- **WHAT IS ASKED**
Print all of the following material again line for line, without changing a single character.
==========
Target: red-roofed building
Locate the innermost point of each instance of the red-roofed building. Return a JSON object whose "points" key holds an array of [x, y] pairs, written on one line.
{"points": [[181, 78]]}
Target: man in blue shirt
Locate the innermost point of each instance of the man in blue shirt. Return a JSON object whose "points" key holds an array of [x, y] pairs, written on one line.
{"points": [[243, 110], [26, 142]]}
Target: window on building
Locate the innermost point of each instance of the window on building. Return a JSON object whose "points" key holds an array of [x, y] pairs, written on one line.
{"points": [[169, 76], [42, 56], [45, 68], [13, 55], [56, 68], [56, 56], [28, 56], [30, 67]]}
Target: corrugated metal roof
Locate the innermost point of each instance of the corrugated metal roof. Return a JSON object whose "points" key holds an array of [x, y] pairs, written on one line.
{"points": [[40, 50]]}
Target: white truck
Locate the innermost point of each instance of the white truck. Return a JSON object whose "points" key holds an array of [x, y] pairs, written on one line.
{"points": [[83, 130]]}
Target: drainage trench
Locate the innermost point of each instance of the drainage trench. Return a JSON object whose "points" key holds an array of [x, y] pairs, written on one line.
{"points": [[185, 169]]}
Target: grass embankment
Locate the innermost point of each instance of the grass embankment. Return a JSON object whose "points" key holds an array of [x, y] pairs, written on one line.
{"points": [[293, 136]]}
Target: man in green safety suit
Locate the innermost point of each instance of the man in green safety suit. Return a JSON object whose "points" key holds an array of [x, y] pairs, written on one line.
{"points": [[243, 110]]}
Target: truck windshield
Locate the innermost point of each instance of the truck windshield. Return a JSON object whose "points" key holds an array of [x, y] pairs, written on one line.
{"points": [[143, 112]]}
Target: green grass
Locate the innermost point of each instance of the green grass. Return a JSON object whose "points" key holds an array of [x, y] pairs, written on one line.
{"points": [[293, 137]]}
==========
- **ANSWER TO THIS EXERCISE**
Target: red-roofed building
Locate the innermost point of each instance of the red-roofed building. Return a JSON object whose "points" key holds an array of [x, y] pairs, written on one line.
{"points": [[181, 78]]}
Target: man in blue shirt
Locate the innermost point of each instance of the man in blue shirt. Return a JSON object whose "points" key holds an array of [x, y] pairs, written on one line.
{"points": [[243, 110], [26, 142]]}
Target: window on building
Locate the innermost point of each instance of the window on building. Return a JSON object whose "points" key holds an array of [x, y] pairs, written on one line.
{"points": [[169, 76], [42, 56], [45, 68], [13, 55], [56, 68], [56, 56], [28, 56], [30, 67]]}
Target: corrugated metal roof
Locate the innermost point of each instance of the corrugated metal roof. Return a JSON object whose "points" key holds an array of [x, y] pairs, written on one line.
{"points": [[40, 50]]}
Target: white truck
Locate the innermost point of each instance of the white truck. Return a JSON object whose "points" key holds an array of [x, y] pairs, written on one line.
{"points": [[83, 130]]}
Target: drainage trench
Locate the innermost point of each instance of the drainage trench. Return a JSON object whose "points" key holds an array of [x, y] pairs, written on one line.
{"points": [[185, 169]]}
Target: grass embankment
Locate the innermost point of each instance of the grass embankment. Return a JSON object whose "points" key holds an array of [x, y] pairs, written on one line.
{"points": [[293, 136]]}
Target: man in green safety suit
Locate the innermost point of each instance of the man in green safety suit. Return a JSON object whose "points" key holds an array of [x, y] pairs, written on one line.
{"points": [[243, 110]]}
Target: truck windshield
Locate the innermost point of each instance of the truck windshield. Return a JSON object whose "points" key holds an array of [x, y] pairs, written on one line.
{"points": [[143, 112]]}
Target: green grass
Locate the innermost point of each instance of the green grass. Return a JSON object whose "points" key holds an array of [x, y] pairs, written on one line.
{"points": [[293, 137]]}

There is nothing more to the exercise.